--- START OF Records provided ---
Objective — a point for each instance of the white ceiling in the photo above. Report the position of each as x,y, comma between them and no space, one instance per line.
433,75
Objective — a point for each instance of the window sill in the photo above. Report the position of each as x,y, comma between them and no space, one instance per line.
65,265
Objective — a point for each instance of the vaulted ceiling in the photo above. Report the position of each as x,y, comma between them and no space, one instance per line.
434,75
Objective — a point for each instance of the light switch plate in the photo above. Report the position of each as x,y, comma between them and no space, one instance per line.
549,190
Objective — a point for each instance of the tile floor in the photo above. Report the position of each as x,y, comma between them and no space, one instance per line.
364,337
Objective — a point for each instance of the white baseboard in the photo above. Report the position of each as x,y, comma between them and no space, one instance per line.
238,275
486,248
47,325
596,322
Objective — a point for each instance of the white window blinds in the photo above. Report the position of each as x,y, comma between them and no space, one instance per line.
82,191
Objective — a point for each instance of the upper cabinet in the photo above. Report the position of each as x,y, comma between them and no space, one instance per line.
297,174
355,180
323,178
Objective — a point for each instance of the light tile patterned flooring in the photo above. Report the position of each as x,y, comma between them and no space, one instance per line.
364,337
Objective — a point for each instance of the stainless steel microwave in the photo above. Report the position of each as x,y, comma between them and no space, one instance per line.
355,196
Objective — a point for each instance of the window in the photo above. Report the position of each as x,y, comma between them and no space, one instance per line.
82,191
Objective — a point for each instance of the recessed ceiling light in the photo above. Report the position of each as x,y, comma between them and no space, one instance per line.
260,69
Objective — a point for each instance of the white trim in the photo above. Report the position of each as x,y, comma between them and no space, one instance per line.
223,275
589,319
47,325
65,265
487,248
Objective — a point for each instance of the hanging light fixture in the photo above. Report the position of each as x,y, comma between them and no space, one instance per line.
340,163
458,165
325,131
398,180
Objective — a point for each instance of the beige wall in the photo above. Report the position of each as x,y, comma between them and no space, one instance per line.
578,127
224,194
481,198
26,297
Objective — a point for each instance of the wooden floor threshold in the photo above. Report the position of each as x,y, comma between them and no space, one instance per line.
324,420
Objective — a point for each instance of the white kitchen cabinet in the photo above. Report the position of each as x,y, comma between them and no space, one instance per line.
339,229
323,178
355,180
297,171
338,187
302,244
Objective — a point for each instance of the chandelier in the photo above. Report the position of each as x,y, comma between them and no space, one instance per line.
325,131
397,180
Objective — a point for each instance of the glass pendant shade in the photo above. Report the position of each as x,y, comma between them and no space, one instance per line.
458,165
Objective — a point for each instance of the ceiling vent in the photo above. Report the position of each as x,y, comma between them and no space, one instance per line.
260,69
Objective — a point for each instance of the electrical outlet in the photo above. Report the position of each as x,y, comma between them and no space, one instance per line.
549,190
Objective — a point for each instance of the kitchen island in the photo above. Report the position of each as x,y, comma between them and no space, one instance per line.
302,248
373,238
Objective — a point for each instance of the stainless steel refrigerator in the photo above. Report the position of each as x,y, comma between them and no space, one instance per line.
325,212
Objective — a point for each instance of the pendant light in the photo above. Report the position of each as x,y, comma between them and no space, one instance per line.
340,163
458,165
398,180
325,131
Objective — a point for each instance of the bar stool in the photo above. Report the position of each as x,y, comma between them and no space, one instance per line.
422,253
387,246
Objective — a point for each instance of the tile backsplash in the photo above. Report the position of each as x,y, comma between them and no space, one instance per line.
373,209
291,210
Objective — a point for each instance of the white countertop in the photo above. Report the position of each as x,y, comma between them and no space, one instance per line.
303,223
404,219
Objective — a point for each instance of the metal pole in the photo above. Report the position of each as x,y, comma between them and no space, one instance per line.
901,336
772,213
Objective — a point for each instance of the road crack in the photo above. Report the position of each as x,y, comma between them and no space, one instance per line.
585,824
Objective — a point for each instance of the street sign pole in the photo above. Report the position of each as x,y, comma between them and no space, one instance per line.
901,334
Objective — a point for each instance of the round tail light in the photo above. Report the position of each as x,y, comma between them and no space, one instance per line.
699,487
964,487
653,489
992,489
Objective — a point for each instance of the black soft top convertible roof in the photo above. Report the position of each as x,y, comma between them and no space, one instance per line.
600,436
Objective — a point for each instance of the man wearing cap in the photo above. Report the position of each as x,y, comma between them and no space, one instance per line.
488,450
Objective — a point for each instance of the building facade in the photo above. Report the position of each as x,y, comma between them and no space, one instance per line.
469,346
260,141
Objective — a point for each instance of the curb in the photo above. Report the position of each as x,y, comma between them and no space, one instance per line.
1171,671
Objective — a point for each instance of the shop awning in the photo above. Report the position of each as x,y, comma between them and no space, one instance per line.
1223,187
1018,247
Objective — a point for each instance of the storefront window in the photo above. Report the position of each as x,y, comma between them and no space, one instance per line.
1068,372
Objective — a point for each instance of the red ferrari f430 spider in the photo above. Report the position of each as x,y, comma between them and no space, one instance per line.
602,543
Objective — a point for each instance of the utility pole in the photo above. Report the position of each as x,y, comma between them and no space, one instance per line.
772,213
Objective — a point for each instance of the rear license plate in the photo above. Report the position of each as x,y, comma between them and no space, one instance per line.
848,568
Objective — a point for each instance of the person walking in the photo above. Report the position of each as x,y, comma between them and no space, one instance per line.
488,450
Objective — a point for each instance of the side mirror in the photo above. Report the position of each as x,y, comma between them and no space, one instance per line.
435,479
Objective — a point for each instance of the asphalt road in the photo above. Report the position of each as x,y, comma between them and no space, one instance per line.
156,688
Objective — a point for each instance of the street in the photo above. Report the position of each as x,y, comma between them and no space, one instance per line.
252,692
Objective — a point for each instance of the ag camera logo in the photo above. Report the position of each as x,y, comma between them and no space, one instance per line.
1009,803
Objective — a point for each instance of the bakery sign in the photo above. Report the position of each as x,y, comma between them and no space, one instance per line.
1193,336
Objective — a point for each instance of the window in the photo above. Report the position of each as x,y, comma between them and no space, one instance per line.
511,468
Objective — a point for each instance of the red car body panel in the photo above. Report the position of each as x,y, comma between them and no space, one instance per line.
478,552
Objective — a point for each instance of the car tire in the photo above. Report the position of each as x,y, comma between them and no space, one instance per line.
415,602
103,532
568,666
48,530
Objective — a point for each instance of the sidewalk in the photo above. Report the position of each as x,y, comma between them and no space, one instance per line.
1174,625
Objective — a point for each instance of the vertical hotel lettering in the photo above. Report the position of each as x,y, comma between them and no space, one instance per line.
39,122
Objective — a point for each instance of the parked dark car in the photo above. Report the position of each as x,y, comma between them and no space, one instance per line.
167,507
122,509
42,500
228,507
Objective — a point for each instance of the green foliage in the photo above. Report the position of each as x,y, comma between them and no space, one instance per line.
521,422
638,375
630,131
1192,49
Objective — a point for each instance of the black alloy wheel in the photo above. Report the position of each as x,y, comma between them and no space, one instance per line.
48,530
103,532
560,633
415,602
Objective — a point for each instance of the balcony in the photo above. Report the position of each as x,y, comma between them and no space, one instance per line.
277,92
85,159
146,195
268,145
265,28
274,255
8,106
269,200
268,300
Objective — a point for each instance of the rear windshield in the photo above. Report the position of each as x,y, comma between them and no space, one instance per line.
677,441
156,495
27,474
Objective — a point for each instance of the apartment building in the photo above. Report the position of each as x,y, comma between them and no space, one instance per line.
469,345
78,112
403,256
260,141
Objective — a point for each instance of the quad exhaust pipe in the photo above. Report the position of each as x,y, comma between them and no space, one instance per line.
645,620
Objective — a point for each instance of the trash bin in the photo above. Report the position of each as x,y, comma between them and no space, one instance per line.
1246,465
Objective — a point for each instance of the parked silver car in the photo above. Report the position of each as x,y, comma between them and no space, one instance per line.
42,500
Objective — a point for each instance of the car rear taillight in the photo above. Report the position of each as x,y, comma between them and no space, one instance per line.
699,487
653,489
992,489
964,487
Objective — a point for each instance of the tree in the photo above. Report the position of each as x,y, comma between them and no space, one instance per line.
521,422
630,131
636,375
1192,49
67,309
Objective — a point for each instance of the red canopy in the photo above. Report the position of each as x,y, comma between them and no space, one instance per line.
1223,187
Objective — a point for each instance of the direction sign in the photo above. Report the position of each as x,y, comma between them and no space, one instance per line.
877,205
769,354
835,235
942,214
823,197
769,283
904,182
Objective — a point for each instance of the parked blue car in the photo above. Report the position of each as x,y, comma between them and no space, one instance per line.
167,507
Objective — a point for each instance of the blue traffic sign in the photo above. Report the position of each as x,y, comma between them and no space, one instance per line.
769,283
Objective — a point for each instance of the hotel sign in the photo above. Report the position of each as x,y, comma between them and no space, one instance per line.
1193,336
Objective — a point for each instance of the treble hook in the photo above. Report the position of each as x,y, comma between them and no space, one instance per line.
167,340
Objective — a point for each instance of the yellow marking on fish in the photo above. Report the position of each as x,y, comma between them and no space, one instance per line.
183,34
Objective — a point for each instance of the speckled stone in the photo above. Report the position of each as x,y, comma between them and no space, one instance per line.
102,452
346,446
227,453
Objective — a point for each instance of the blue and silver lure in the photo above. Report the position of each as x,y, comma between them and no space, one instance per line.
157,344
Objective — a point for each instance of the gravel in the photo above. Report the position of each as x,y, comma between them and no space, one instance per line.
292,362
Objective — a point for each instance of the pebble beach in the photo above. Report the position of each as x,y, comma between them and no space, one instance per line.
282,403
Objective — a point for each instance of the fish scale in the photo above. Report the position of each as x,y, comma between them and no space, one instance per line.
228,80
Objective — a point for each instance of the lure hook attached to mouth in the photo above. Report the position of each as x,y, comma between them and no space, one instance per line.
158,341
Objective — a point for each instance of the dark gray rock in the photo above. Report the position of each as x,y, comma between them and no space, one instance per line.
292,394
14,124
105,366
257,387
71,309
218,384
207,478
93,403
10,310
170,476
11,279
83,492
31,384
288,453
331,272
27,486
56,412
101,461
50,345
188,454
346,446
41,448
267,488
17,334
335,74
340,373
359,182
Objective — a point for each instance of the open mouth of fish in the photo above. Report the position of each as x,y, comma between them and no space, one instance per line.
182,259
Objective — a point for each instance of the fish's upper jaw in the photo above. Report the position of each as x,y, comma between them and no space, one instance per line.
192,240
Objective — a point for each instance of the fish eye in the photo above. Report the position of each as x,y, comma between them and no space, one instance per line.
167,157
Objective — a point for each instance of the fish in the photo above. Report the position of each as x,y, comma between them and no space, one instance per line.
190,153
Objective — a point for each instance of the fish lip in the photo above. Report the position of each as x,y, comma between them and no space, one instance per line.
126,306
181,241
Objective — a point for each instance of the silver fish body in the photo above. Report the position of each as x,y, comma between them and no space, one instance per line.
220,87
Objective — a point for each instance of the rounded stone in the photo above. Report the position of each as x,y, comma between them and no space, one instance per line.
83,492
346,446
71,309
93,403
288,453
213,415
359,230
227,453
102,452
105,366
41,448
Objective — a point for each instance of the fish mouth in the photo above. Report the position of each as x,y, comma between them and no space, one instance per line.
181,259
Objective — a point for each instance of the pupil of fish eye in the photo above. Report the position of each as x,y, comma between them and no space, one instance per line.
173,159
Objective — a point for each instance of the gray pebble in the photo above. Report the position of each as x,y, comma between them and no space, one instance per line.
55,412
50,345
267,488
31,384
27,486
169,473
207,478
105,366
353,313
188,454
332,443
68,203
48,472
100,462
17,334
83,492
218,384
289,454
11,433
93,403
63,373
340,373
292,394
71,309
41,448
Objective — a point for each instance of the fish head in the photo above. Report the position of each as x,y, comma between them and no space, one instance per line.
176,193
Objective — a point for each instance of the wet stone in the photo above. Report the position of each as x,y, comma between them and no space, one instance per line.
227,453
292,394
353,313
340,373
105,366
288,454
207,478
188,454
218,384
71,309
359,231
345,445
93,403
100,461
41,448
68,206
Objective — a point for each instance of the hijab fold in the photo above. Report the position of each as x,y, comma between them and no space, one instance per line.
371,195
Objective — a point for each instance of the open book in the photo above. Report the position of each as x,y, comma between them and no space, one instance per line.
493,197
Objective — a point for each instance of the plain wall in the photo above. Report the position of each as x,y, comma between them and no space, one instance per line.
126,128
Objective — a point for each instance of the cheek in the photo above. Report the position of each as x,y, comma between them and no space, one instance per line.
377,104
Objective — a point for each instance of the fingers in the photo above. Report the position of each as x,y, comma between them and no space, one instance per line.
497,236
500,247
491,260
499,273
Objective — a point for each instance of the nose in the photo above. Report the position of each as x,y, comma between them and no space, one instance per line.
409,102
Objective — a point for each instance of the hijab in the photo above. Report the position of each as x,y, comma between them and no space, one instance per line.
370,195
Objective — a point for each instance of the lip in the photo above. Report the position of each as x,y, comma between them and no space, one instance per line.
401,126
--- END OF Records provided ---
● **Requirement**:
Retype nothing except the lines from the line holding "Objective — a point for each instance of the hijab fold" through the last line of the entries, both included.

● **Solution to this exercise**:
Objective — a point for each instance of the hijab fold in the photo above. Report the position of each as x,y, comma between them and no space, one instance per line.
371,195
Objective — a point for each instance of the open book in the photo above. Report the position of each as x,y, comma between them and no space, one instance per line.
493,197
Objective — a point for each instance of the plain wall in the photo above. Report the position of each as x,y, comma between them and no space, one instance per line.
126,128
Objective — a point for each instance of the cheek in the photo above. Report the position of each as x,y, comma between them and no space, one instance per line.
377,104
Objective — a point for each instance of the fingers in the photo above. Report the position of each as x,y, comma between them and no space, one instance per line.
497,236
500,247
491,260
499,273
Objective — a point for each instance of the nose in the photo above. Report the position of each as x,y, comma between them and no space, one instance per line.
409,102
Objective — a point for each instance of the hijab in the photo above. Report the position of each as x,y, comma between them and no space, one instance per line.
370,195
Objective — a point for each instance of the lip in the photo above. Report the position of each as x,y, comma between them and no space, one instance per line.
401,126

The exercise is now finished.